▶ _Work order_
Transcription, pictures excluded: write out the data below exactly.

▶ _Information shown_
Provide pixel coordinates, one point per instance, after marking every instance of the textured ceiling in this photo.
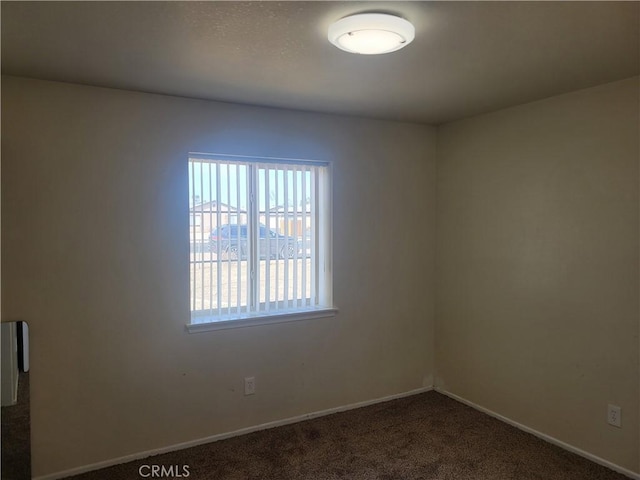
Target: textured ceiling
(467, 58)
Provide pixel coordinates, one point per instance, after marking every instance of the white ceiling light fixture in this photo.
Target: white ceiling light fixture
(371, 33)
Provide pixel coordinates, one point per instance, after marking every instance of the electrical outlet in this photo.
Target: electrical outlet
(249, 385)
(614, 415)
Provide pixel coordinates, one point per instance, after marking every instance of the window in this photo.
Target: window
(261, 249)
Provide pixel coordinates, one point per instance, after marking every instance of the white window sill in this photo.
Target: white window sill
(207, 324)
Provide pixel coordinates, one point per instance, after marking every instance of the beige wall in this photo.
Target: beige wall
(537, 265)
(94, 256)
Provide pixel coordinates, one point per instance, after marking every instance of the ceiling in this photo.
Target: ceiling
(468, 57)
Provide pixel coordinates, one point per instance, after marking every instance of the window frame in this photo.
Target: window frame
(324, 235)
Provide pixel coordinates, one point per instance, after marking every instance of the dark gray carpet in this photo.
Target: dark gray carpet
(16, 435)
(427, 436)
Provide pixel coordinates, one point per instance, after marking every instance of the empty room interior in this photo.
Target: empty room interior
(224, 219)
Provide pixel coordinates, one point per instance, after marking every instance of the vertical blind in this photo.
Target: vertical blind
(258, 236)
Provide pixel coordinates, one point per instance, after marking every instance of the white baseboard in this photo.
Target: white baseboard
(543, 436)
(223, 436)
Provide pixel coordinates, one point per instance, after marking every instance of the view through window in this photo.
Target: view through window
(260, 237)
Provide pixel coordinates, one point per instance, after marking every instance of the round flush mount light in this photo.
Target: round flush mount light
(371, 33)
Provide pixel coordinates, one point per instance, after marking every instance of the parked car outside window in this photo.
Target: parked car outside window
(231, 240)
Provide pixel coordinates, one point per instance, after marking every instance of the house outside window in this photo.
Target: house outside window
(261, 248)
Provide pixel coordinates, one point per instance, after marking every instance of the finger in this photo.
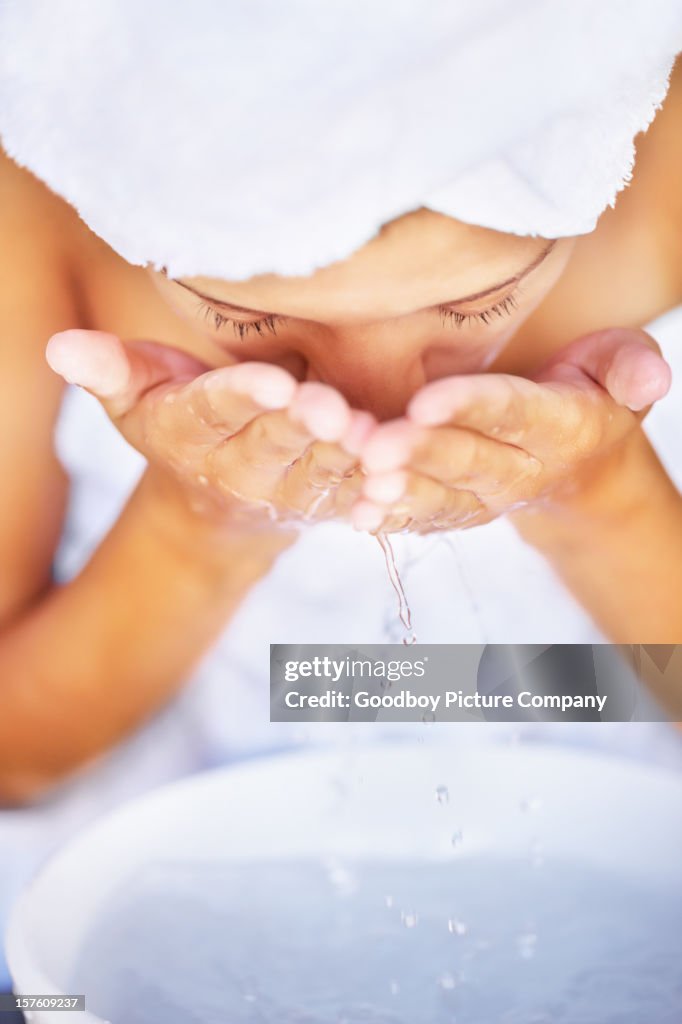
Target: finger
(496, 404)
(225, 399)
(117, 374)
(401, 499)
(323, 410)
(311, 478)
(456, 458)
(626, 363)
(464, 459)
(253, 463)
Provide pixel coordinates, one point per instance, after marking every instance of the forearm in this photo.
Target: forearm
(100, 653)
(616, 542)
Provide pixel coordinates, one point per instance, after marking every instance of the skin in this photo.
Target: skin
(367, 404)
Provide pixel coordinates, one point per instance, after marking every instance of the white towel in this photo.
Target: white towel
(230, 138)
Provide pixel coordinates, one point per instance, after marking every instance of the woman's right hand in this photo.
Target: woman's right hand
(247, 444)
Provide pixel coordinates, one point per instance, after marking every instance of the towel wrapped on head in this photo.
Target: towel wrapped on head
(233, 138)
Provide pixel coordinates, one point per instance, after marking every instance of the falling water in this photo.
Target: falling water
(405, 613)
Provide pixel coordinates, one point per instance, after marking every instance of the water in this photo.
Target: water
(405, 613)
(489, 941)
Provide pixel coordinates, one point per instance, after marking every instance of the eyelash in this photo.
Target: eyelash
(242, 328)
(504, 307)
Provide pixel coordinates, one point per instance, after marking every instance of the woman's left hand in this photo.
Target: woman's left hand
(473, 448)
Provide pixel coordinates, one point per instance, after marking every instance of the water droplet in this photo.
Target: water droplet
(343, 881)
(410, 919)
(525, 944)
(529, 805)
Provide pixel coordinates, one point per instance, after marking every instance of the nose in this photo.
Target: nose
(372, 372)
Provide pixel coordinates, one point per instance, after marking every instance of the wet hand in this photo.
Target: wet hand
(247, 442)
(474, 448)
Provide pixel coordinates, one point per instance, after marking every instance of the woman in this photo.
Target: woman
(428, 379)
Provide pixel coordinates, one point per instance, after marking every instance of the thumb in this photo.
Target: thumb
(119, 375)
(625, 361)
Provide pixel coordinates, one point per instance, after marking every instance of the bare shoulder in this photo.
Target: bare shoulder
(37, 299)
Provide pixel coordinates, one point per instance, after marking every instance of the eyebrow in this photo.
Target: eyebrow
(453, 302)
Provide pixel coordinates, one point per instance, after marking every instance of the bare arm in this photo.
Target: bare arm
(96, 656)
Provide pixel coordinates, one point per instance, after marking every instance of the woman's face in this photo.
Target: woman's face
(428, 296)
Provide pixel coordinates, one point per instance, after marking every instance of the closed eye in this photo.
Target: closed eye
(242, 328)
(458, 317)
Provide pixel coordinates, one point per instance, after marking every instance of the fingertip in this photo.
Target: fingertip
(386, 487)
(361, 425)
(390, 445)
(366, 516)
(93, 359)
(322, 410)
(637, 379)
(270, 386)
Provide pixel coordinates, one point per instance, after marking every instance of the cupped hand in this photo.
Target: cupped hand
(247, 442)
(474, 448)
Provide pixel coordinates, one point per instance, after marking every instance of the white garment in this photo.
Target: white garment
(233, 138)
(479, 586)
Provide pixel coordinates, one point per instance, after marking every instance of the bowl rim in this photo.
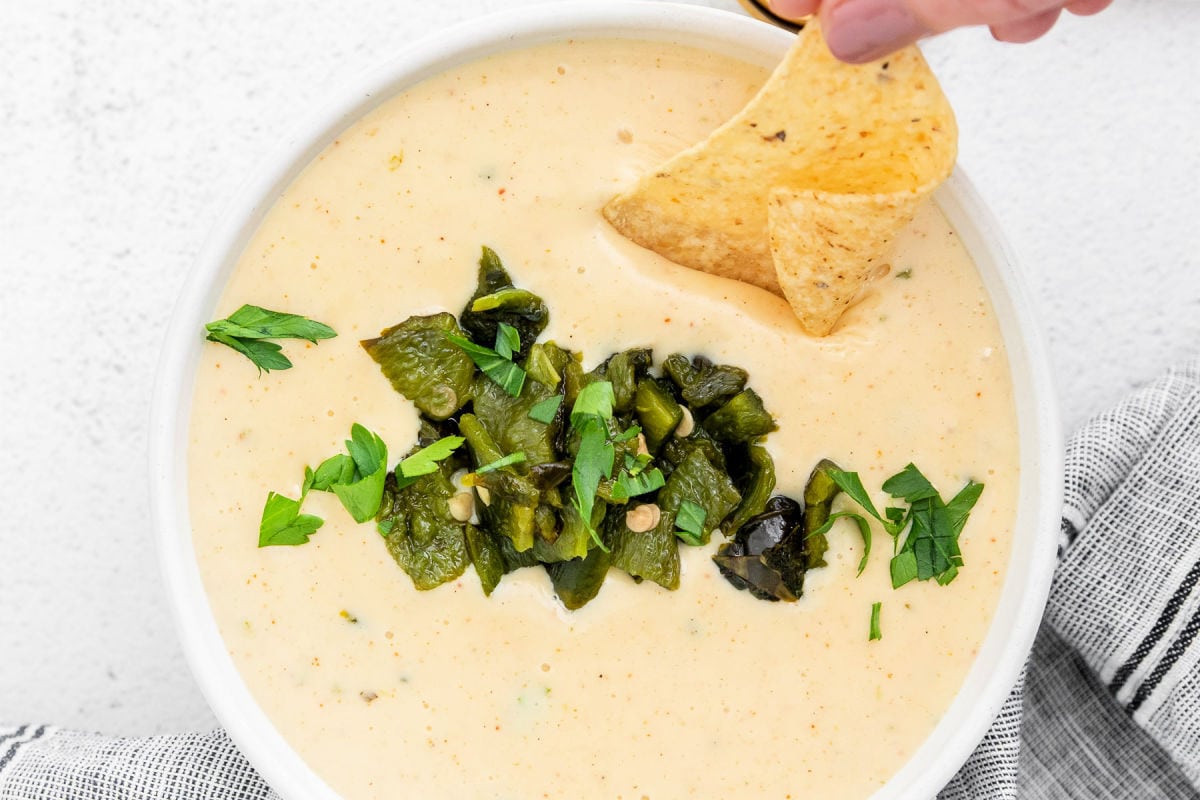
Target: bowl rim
(1024, 595)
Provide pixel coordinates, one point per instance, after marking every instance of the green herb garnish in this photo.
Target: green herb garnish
(631, 485)
(246, 329)
(544, 411)
(425, 461)
(493, 364)
(931, 546)
(283, 524)
(595, 456)
(690, 522)
(507, 461)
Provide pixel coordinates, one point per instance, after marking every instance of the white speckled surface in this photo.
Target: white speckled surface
(126, 125)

▶ _Task solution_
Provide pixel coordinates, one point per instance, after marking every instance of the textured ceiling in this photo.
Target: textured ceiling
(467, 58)
Provide pixel coordinates, one point per instance, after marking every instance of the white ceiling light fixture in this photo.
Target: white ceiling light fixture
(371, 33)
Provide pixel coordinates, one point per instance, after marking every instance of the electrical outlet in this photo.
Target: electrical outlet
(249, 385)
(614, 415)
Provide pixel coordinates, one point per instance, after marking every instance of the window in this photo.
Target: window
(261, 249)
Provide pixel coordinates, one point per instance, after marking every instance of the white window sill in this photo.
Target: white window sill
(207, 324)
Provide pixel coordinates, one point per instance, after marking every instance of the beige wall in this photo.
Target: beige wall
(537, 265)
(94, 256)
Provide pixel coordinates, one point per instance, after marking every instance of the ceiling in this photo.
Target: ceiling
(468, 57)
Provide pixel coordinates, one point per instance, after marking every instance of the window frame in this photo.
Target: window frame
(324, 235)
Provide pixel coordinates, one point per instance, after marking every instance of the dark gray carpet in this photo.
Target: dark gray carpet
(16, 435)
(427, 436)
Provide pixel coordinates, one point per instance, after marking every instance of the empty room interior in this photo.
Target: empty room interior
(224, 219)
Provide pixel coordinates, one point per instance, after marking every instance of the vertical blind in this photo.
Target: vertical blind
(258, 236)
Provide pixel coordinates, one point per instance, after marking every instance of the white baseboard in this photo.
Target: white baseboard
(543, 436)
(223, 436)
Provide pixel coordinates, one point per instance, after marking every instance of the view through window in this photo.
Target: view through window
(260, 237)
Provide pixel coordinates, one point per instance, after marking every instance of the round flush mount light in this photo.
Target: round flush mount light
(371, 33)
Provide pixel coordinates, one point per instance, after marking every instance of the parked car outside window in this photo.
Target: parked car outside window
(231, 240)
Provide pixel coordinates, one point per instance, after marking every instance of the house outside window in this photo.
Target: house outside window
(261, 248)
Provide pixel coordinates, one point per instance, after marking every instance of the finger in this photo.
Target: finger
(496, 404)
(225, 399)
(117, 374)
(401, 499)
(323, 410)
(311, 478)
(456, 458)
(626, 363)
(464, 459)
(253, 463)
Provide pixel coordinates, one point per instance, after marking every instance of the forearm in this photo.
Target: forearm
(100, 653)
(616, 542)
Provide pixel coordinates, one point per instance, after marking every instance of the skin in this photo.
Target: skin
(367, 404)
Provide pixel coordinates, one point per instance, after marking every instance of the white towel in this photo.
Target: white towel
(230, 138)
Provide pixel coordinates, one point per instance, after marking every instance of the woman's right hand in this photo.
Target: woman's right hand
(247, 444)
Provide pixel coordinates, one point per instance, after marking every instance of the towel wrapped on head in this photo.
Target: towel wrapped on head
(233, 138)
Provide pixel coordinates, one point per instance, after marking every instance of the falling water in this photo.
Target: falling water
(405, 613)
Provide pixel coordinates, one point per instance, after marking every instance of the water in this photo.
Target: water
(405, 613)
(489, 941)
Provide pixel coordinates, one point per instance, after marking every instance of the eyelash in this photo.
Target: eyelash
(242, 328)
(504, 307)
Provide pixel coordinates, one point per instance, after marking every instance of the woman's left hand in this photo.
Target: woman's left hand
(473, 448)
Provide pixel coordinates, one point per instance, after marking every instance of the water droplet in this photo.
Target: water droplet
(343, 881)
(410, 919)
(525, 944)
(529, 805)
Provide pixel coordinates, one point per instance, after marking every instance of the nose in this photo.
Target: nose
(372, 372)
Provide pixel coordinates, one point per instance, after marking every instance of the wet hand in this photo.
Target: wet hand
(247, 442)
(474, 448)
Provide pixel coordinates, one point per instance, after marking every instance of the woman in this photo.
Target: woman
(428, 379)
Provide pixel coordinates, one point per instance, after marking every instance of the thumb in this photo.
Target: thumb
(119, 375)
(625, 361)
Provide pixel coordinates, one point per instance, after marking every instance of the bare shoulder in this photo.
Target: bare shoulder
(37, 299)
Provide pixel coordinates, one point per instance, after marking every instance of the eyebrow in this photo.
Target: eyebrow
(453, 302)
Provide pixel coordinates, one point per instance, after marking every instance of the bare arm in this photo.
Target: bare arm
(96, 656)
Provide pixel coordinates, one point per instance, after marking every instance of the woman's face in this photo.
Target: woman's face
(428, 296)
Provide pixel coordinates, one point per instance, after marking every instance of the closed eye in this photo.
Target: closed eye
(242, 328)
(458, 317)
Provide pixel coordinates, one point per instance, after marking every instance of the fingertip in this photo.
Target: fingertip
(386, 487)
(361, 425)
(390, 445)
(366, 516)
(93, 359)
(322, 410)
(637, 379)
(270, 386)
Provide pixel coordinates, one point per instance, after marking every instance of the cupped hand in this photo.
Target: cupped hand
(247, 442)
(474, 448)
Provide pixel coordinates, one point per instance, after marking every instance of the white garment in this photo.
Target: white garment
(233, 138)
(479, 586)
Provide pixel coordinates, one point per instance, after marking every instance of the bowl rim in this photo.
Target: bowl rim
(1024, 595)
Provide pixel coordinates, one point per instance, after marking every instance of the green herb garnish in this photo.
Target: green herb garnish
(631, 485)
(246, 329)
(544, 411)
(425, 461)
(493, 364)
(931, 546)
(283, 524)
(595, 456)
(690, 522)
(507, 461)
Provide pixel coordinates, one point per instance, after marking every instance of the white speckled surface in this photo.
Target: white speckled surface
(126, 125)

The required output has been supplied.